**What to work on**
Pull out every line of the rows below that contains the string "heater". Case counts, so skip lines where it appears with different capitalization.

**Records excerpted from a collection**
☆ ☆ ☆ ☆

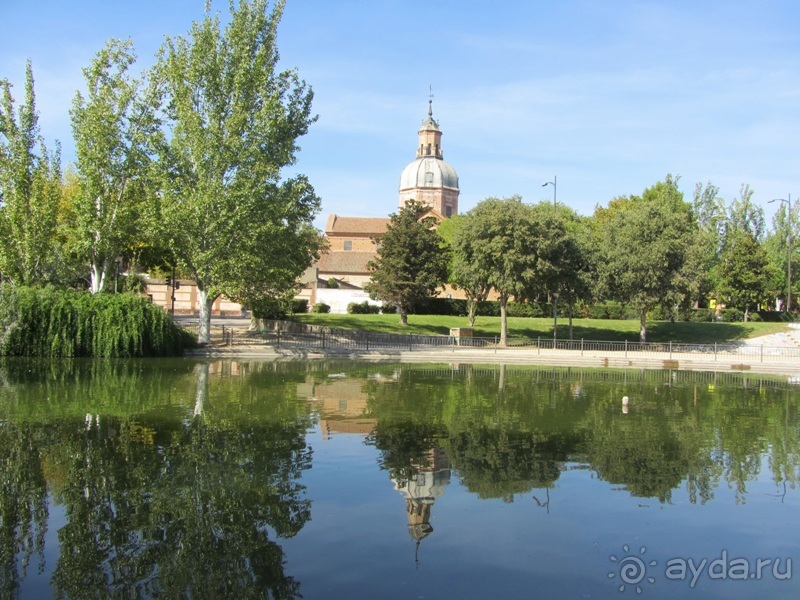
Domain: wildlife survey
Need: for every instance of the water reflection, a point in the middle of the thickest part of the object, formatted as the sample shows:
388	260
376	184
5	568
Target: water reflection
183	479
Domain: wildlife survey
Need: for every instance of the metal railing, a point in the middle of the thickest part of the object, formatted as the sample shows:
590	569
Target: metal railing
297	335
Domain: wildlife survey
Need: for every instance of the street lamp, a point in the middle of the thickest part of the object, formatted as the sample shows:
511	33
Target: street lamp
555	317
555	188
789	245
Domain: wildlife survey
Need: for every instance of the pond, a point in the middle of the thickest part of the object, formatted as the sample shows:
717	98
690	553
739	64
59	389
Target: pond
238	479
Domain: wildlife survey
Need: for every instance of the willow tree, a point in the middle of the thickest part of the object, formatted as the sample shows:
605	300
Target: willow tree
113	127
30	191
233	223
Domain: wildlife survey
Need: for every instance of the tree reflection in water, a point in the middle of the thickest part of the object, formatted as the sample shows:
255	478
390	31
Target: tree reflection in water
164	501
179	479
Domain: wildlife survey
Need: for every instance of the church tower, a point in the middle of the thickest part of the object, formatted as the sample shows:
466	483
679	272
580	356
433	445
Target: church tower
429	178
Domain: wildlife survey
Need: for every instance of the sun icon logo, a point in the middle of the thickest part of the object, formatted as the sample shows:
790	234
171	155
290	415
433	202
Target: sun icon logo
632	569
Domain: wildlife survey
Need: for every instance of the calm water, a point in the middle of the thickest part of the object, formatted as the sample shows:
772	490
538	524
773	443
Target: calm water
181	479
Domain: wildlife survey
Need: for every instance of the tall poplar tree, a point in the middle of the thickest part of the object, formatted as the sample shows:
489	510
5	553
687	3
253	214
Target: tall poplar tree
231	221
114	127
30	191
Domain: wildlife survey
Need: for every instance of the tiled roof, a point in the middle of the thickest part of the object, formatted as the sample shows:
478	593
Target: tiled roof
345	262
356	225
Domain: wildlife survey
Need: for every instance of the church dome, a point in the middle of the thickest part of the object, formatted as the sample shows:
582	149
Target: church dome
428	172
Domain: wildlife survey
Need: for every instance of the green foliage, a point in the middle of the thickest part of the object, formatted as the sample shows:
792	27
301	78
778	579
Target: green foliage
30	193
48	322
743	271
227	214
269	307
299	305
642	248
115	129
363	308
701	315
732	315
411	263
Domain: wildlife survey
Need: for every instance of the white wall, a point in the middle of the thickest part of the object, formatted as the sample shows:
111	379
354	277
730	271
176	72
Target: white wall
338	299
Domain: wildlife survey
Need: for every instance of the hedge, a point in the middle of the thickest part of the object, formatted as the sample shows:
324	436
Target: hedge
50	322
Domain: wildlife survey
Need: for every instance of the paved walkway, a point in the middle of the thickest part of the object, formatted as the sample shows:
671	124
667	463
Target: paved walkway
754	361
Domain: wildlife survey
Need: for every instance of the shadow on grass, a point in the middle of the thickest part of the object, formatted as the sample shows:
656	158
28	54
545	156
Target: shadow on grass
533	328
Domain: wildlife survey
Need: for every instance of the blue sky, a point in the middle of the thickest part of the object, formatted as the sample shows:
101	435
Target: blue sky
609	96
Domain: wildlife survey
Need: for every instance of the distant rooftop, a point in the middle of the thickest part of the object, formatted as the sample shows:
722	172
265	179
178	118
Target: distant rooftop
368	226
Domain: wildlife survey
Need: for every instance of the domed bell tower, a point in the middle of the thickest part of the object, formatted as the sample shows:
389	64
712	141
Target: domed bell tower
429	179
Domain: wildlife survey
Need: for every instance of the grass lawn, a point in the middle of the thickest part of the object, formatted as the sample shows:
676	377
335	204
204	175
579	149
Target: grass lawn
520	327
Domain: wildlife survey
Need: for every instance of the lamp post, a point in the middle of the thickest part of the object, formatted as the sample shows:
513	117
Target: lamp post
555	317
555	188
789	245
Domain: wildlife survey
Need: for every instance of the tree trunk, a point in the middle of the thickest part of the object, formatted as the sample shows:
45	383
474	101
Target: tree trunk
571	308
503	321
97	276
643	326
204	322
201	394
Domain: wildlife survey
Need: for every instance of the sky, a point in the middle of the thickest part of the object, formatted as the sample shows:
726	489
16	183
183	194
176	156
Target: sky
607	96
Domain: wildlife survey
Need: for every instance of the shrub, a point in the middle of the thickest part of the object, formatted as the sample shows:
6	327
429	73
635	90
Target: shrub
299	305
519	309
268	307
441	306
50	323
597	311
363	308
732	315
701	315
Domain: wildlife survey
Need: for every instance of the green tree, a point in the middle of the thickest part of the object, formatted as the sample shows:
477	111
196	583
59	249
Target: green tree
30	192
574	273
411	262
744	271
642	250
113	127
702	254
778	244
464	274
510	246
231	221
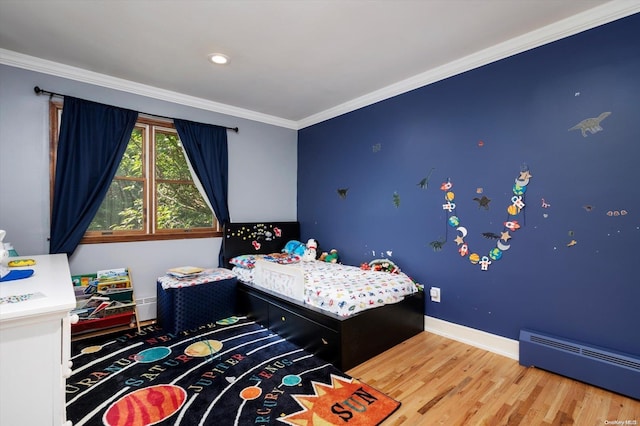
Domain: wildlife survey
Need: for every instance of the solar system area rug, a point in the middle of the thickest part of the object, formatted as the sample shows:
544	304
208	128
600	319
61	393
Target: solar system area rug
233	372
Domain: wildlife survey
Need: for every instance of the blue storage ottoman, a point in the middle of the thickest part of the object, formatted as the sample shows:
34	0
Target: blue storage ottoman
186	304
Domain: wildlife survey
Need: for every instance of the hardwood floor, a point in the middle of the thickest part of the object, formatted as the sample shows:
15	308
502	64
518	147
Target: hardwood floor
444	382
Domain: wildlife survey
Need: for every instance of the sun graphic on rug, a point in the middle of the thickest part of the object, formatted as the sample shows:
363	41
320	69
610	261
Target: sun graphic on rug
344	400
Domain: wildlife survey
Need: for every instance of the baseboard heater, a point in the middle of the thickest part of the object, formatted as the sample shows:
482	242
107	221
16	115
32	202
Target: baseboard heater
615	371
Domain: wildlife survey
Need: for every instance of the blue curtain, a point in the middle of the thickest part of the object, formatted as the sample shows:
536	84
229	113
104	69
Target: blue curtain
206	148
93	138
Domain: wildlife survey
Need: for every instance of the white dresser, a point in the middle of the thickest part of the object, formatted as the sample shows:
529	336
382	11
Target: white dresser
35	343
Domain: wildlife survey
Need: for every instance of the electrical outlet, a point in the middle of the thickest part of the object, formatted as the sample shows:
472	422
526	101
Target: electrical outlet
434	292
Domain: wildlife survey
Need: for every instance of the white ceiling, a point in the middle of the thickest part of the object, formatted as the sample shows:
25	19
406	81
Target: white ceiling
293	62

☆ ☆ ☆ ☆

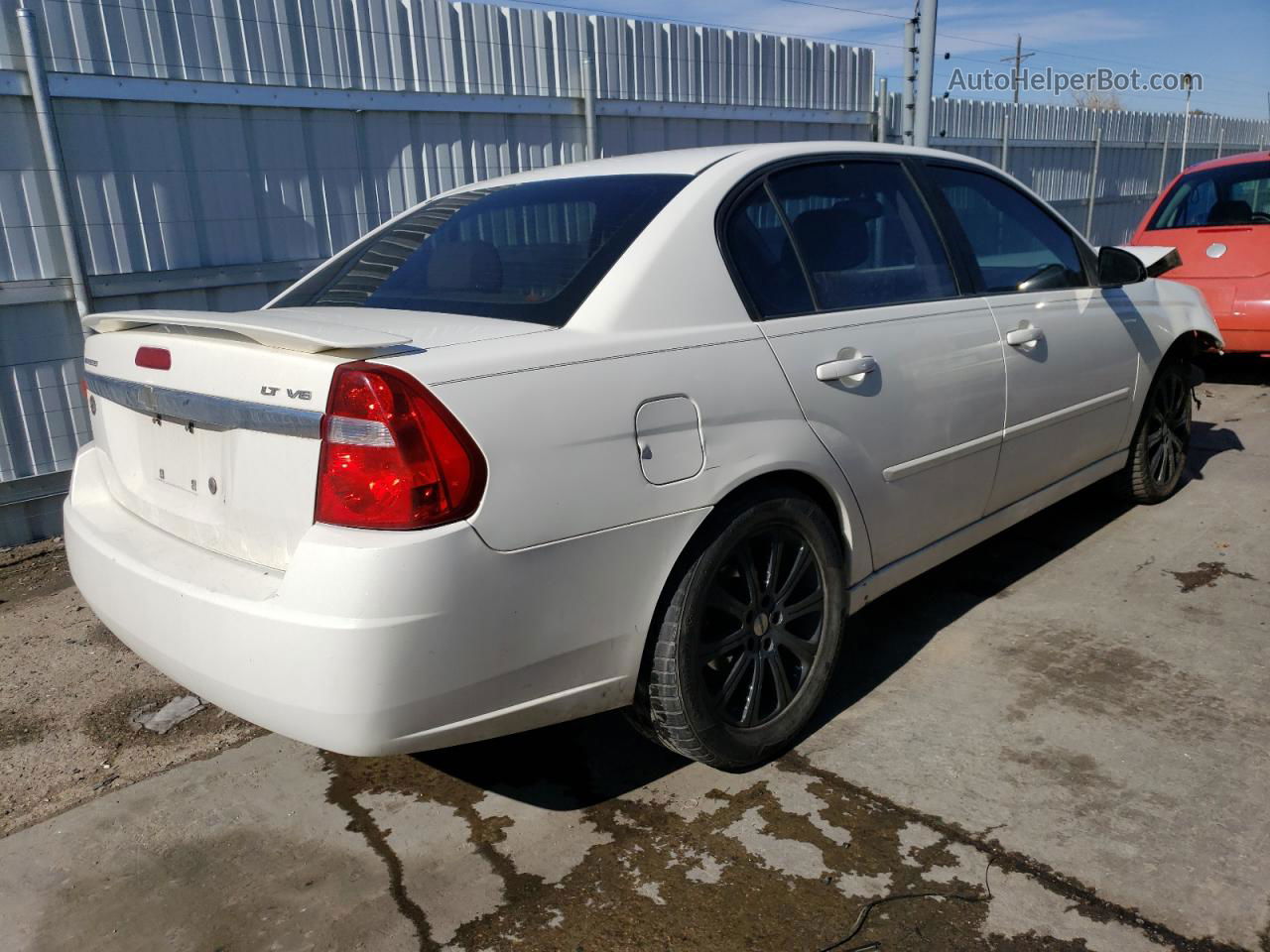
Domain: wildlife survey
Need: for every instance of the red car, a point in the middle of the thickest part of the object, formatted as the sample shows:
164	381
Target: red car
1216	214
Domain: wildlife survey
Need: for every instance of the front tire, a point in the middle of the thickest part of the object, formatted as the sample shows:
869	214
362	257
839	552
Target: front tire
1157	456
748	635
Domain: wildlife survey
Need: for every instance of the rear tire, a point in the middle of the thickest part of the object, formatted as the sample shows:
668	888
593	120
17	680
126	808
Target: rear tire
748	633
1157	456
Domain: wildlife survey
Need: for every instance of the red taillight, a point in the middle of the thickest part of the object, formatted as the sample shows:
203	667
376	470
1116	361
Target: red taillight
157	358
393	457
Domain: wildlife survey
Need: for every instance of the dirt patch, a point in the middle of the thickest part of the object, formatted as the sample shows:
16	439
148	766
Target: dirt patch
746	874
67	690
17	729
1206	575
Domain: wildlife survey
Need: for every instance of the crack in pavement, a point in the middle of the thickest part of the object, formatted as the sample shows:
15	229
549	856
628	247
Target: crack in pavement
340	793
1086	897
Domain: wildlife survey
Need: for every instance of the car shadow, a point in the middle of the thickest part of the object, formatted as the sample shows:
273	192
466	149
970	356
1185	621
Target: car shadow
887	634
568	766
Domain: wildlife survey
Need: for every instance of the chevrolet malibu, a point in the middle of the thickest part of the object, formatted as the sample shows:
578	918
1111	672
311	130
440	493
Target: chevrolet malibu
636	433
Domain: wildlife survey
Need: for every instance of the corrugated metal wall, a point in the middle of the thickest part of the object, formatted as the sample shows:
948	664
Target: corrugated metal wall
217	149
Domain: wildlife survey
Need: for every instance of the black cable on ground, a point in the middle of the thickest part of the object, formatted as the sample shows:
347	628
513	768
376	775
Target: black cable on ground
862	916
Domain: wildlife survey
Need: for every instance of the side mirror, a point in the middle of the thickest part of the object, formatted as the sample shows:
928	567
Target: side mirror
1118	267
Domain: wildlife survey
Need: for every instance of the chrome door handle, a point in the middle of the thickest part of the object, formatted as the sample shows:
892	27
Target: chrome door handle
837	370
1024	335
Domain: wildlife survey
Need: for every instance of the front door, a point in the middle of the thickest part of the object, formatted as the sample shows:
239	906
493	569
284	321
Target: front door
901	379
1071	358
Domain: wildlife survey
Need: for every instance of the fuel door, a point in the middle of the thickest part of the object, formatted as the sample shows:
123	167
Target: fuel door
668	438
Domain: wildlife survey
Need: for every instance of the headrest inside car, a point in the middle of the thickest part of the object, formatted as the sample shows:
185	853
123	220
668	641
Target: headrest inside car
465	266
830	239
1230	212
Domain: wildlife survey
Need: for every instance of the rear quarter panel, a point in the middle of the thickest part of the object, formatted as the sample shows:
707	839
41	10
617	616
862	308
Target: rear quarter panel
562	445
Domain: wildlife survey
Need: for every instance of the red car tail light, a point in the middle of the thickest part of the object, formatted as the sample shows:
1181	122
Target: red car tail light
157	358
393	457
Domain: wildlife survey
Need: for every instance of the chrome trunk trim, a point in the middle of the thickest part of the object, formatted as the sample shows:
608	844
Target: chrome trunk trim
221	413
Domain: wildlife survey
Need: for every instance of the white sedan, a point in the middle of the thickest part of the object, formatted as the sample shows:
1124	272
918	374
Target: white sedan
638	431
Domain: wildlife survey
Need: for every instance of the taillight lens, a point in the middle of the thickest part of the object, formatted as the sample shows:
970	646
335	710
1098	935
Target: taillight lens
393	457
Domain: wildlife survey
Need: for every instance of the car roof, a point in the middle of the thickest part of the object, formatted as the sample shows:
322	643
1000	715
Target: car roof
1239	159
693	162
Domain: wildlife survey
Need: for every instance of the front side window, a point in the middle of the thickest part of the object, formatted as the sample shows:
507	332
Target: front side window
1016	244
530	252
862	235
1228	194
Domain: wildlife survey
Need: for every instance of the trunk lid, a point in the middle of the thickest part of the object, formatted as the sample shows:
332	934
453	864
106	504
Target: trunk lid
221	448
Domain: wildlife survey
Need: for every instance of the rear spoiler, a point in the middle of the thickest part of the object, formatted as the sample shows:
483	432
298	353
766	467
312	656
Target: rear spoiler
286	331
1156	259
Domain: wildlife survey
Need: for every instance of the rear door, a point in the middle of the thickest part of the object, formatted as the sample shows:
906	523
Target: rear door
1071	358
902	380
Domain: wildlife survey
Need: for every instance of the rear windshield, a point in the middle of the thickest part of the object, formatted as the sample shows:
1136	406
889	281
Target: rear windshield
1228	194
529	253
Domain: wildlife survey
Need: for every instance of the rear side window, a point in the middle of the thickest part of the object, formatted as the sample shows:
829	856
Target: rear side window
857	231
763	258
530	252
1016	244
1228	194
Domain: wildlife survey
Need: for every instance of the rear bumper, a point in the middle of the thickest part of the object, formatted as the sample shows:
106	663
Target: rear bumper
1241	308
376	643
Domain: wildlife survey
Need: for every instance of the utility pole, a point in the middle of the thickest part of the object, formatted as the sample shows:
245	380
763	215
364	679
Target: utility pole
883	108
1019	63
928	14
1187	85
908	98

☆ ☆ ☆ ☆

**Output of the task**
Need: for every instance of the baseboard heater, a point in the middle of the thickest part of the object, formatted as the sample shows:
Target: baseboard heater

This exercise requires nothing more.